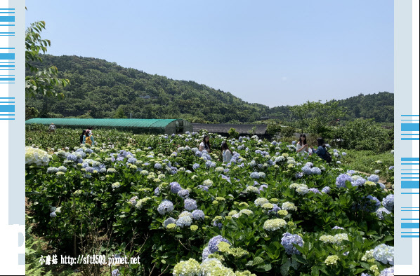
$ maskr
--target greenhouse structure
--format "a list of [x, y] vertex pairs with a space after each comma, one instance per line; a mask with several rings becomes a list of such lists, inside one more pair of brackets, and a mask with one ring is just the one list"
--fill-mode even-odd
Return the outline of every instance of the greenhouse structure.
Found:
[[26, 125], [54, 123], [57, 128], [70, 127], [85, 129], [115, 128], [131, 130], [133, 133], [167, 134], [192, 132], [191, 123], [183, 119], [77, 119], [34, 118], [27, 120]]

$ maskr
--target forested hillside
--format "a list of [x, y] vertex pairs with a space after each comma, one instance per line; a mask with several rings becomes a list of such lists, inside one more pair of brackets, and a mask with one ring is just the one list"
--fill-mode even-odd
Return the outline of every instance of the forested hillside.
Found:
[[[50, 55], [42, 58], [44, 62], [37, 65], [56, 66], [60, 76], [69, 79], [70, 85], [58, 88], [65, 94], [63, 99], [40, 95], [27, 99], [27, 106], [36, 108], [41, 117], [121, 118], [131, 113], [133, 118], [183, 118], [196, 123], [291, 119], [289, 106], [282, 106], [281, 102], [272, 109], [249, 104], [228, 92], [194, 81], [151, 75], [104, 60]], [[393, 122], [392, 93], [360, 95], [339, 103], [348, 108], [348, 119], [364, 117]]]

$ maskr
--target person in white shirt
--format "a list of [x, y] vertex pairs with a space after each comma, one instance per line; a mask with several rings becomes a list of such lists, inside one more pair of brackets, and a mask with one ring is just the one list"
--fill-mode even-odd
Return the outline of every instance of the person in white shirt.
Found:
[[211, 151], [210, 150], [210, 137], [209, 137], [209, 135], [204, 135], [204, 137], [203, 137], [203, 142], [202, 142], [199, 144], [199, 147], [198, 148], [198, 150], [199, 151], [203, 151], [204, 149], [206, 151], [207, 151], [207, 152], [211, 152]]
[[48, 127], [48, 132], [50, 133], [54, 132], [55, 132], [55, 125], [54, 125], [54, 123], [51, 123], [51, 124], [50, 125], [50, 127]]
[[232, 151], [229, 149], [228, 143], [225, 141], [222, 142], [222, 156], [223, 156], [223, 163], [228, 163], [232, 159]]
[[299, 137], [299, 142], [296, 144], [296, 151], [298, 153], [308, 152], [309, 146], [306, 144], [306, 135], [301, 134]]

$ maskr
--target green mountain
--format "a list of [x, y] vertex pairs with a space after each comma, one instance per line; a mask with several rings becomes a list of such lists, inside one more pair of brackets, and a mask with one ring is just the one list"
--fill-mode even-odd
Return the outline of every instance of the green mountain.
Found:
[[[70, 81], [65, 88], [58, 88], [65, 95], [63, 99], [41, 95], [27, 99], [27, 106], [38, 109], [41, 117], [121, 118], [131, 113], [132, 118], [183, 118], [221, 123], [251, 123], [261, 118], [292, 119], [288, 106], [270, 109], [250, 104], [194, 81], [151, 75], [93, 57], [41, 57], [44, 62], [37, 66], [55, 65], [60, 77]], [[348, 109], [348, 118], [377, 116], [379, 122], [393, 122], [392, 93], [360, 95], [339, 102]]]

····················

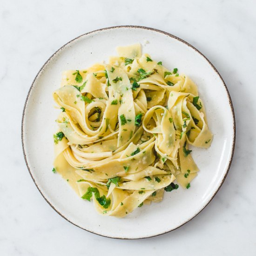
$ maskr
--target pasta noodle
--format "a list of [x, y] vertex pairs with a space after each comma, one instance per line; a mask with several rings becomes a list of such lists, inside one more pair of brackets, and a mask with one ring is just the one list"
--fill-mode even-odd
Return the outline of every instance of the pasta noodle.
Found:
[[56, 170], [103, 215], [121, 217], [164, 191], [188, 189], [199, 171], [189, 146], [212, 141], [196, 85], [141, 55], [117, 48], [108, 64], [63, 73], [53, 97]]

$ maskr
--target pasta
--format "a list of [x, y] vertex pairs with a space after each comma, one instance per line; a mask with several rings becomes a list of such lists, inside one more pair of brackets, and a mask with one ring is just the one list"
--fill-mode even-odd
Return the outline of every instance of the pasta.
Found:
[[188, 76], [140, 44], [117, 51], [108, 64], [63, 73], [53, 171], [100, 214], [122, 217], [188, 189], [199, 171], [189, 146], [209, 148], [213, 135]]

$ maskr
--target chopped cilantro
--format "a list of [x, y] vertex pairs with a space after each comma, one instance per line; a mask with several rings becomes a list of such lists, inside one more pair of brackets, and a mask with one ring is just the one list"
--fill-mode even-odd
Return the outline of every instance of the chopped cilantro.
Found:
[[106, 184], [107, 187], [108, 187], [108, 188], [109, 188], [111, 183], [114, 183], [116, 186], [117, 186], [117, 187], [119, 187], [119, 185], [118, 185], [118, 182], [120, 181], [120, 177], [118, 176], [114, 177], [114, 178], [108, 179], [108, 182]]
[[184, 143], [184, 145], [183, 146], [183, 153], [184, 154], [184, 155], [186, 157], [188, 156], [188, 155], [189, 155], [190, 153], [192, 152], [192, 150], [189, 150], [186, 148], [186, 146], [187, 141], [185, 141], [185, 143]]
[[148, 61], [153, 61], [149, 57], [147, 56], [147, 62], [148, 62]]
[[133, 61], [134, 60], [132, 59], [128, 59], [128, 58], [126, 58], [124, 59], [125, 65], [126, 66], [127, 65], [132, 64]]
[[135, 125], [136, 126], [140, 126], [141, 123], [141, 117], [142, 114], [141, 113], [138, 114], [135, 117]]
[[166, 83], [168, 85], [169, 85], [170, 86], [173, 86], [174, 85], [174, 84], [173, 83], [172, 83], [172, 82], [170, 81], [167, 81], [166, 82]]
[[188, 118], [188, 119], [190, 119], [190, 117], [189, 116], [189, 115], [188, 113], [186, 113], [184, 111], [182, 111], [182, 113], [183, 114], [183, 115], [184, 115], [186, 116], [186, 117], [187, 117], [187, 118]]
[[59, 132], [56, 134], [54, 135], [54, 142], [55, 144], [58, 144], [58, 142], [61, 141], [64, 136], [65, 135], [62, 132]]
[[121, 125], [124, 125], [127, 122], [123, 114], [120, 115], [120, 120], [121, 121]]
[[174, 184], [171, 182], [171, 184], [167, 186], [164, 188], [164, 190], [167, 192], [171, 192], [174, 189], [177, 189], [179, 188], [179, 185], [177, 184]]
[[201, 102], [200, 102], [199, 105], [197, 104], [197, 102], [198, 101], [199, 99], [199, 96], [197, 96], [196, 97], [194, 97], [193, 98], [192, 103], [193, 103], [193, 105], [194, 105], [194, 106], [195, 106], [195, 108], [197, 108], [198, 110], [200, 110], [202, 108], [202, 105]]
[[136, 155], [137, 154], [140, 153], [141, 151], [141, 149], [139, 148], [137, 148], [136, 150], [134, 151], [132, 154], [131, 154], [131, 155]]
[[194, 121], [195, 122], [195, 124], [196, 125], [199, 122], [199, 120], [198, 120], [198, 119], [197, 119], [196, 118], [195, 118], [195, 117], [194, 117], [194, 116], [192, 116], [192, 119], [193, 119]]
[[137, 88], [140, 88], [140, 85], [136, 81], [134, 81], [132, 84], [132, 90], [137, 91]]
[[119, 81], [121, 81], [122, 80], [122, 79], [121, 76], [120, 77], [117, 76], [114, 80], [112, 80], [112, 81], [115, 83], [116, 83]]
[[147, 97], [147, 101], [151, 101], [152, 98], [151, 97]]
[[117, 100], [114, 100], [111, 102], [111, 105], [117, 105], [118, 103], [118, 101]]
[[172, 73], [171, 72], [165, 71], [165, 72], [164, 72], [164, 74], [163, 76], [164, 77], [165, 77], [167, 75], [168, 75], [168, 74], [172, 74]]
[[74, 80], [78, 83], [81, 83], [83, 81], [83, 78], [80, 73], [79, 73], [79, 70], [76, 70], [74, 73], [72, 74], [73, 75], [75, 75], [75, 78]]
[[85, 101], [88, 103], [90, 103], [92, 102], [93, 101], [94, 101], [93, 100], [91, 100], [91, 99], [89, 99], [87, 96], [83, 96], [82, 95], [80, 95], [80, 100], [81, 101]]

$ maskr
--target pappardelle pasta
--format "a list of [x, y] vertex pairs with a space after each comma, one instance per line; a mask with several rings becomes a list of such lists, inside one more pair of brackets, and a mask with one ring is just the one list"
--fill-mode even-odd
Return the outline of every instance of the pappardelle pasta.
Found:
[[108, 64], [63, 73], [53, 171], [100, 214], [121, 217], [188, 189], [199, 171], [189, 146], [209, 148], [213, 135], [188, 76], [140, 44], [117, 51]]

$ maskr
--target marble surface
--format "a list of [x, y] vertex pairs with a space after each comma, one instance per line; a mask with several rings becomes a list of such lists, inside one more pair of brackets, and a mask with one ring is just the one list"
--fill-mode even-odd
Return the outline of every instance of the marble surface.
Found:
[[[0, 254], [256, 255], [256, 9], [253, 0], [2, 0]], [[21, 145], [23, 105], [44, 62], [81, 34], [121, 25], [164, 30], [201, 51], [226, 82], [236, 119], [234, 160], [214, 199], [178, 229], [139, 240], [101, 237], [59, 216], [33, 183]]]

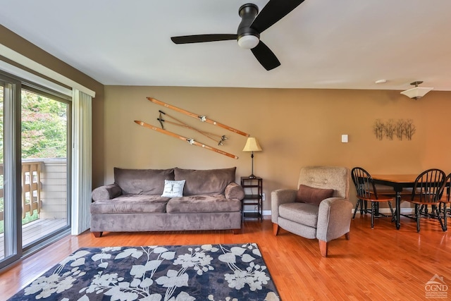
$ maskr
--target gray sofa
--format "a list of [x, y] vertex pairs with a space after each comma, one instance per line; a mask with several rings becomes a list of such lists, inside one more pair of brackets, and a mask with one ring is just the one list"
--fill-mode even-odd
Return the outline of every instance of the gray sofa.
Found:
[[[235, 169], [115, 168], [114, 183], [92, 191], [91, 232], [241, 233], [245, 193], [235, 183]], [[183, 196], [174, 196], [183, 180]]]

····················

Copy each line of the records above that contains the string "greenhouse".

> **RESULT OF THE TASK**:
--target greenhouse structure
Return the outline of every instance of the greenhouse structure.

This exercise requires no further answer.